Exercise requirements:
A. In the mailing list post about parsing bad e-mail, which status code classes mean failure?
B. List every status code pattern written with "x" placeholders in the mailing list post about parsing bad e-mail.
C. Carry on the mailing list post about parsing bad e-mail from the point where it stops.

Passage given:
---------------

[KLUG Members] Parsing bad e-mail

Adam Bultman members@kalamazoolinux.org
Wed, 7 Aug 2002 11:45:40 -0400 (EDT)


Okay, to answer my own post in a very poor fashion, and for your info:

http://www.ietf.org/rfc/rfc1893.txt


Looks like 4.x.x and 5.x.x mean failure, while 2.x.x means 'okay'.

My regular expression now looks for: /^[4|5]\d\d\s, which looks for 400
and 500 level error codes. Maybe this will work, but who knows.

Anyway, anyone with preexisting code would be really cool.

Oh, well.  I've matched about 90 percent of what I need, and I'm prety
sure that any bad email address will have the error code in front of it as
well (as matching To: was a little too all- inclusive).



On Wed, 7 Aug 2002, Adam Bultman wrote:

> Greetings, everyone.  I'm writing a perl script that needs to parse
> returned email for the address it was originally sent to.
>
> So, I'm trying to write a perl parser that will run through the file, line
> by line, and find and write down any email addresses it finds (it will be
> coming from one host, obviously).

---------------

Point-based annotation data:
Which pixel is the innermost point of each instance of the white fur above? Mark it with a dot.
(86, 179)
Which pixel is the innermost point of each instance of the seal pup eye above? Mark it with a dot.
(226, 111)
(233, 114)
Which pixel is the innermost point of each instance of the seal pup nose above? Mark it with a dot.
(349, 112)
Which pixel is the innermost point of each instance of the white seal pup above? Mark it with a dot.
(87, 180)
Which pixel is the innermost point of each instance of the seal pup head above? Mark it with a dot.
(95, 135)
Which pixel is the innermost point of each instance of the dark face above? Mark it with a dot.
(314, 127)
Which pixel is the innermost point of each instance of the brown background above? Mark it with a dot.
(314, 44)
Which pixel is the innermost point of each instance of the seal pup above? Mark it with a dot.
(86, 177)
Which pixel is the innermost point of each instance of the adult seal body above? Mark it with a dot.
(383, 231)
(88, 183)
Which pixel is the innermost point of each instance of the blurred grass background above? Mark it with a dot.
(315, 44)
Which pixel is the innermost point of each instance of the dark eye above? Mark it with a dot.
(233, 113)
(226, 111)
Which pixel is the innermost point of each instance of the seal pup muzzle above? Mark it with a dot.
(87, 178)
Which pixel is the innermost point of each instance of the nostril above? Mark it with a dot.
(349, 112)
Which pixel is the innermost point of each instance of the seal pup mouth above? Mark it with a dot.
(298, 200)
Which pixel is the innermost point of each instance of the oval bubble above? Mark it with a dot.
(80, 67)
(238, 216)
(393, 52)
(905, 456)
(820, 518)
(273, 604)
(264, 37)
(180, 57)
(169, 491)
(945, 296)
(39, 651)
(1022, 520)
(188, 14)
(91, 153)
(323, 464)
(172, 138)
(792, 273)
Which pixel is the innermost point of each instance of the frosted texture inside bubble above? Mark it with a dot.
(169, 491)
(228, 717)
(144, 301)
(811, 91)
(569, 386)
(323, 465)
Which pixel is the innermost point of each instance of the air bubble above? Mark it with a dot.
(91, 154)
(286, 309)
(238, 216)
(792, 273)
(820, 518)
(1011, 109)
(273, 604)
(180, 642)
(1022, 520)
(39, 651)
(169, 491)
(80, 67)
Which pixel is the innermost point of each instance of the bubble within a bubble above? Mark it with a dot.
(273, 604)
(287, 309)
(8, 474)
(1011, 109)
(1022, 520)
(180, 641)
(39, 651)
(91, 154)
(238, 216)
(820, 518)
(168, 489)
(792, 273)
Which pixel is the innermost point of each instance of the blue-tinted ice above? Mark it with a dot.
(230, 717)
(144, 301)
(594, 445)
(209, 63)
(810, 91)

---------------

Answers:
A. 4.x.x and 5.x.x

B. 4.x.x, 5.x.x, 2.x.x

C.
>
> So far, I've found I can get addresses this way:
>
> /550\s{0,}(\w.*)\.\w.*/  -> Searches for the 550 error
>
> /^To:\s{0,}(\w.*)  -> Searches for the To: stuff, after which I strip out
> the sender, and then like, 'postmaster', since I relaly don't care about
> that.
>
>
> Anyway, what exactly are the conventions for this?  I'm not aware of all
> the error codes for returned mail, although now that I think of it, I
> should search harder than I did.  Is there a catchall for returned mail?
> I just need to catch, and write down, all the bad addresses that land in
> my box here.
>
> (I searched cpan and perlmonks.org for a mail parser, but I didn't find
> something that suited me just right).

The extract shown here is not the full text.